# START OF Data section
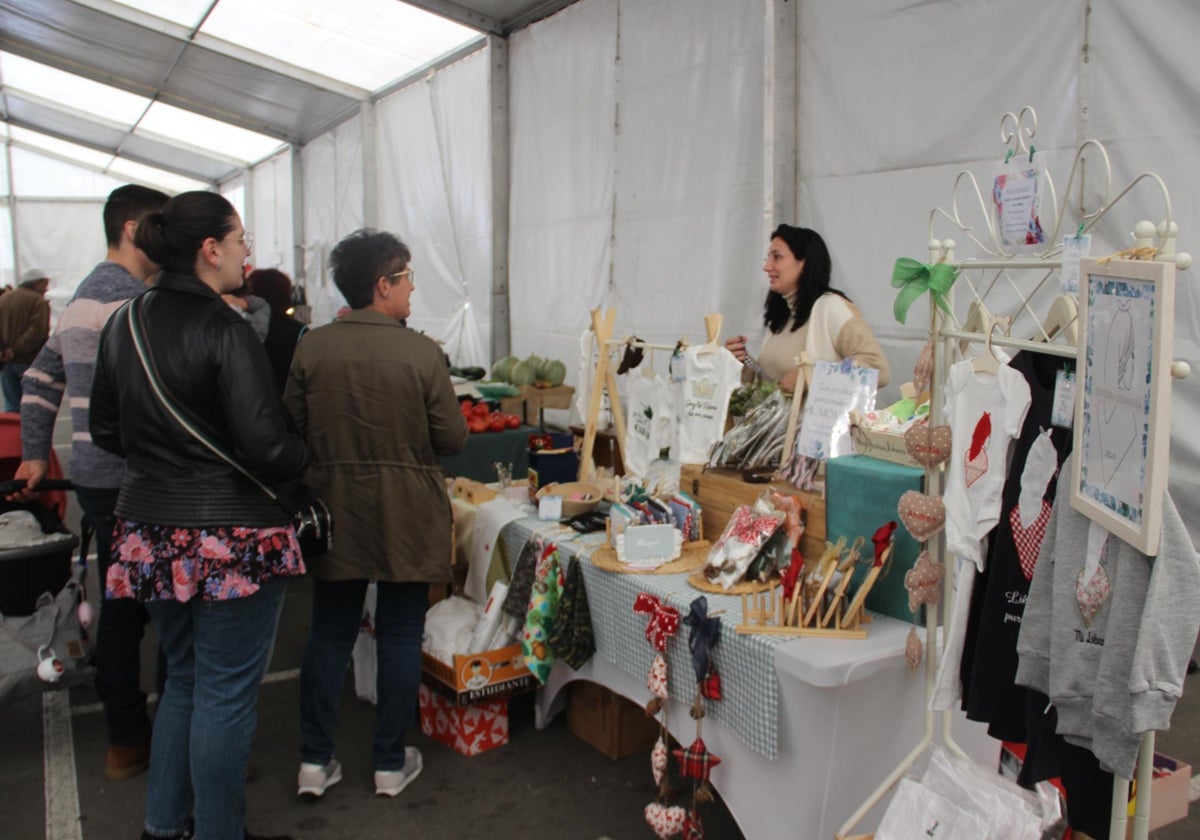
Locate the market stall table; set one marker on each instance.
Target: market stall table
# END OF Data section
# START OF Data section
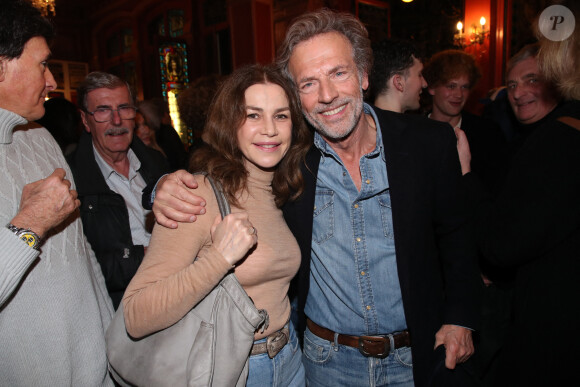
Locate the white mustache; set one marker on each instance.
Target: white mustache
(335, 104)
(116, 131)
# END OF Data section
» **Given problem**:
Format the data from the line containing "Locate the market" up to and including the line containing "Target: market stall table" as a JSON list of strings, one string per line, leaving out blank lines.

» **Exercise answer**:
[
  "Locate the market stall table; set one marker on each instance.",
  "Target: market stall table"
]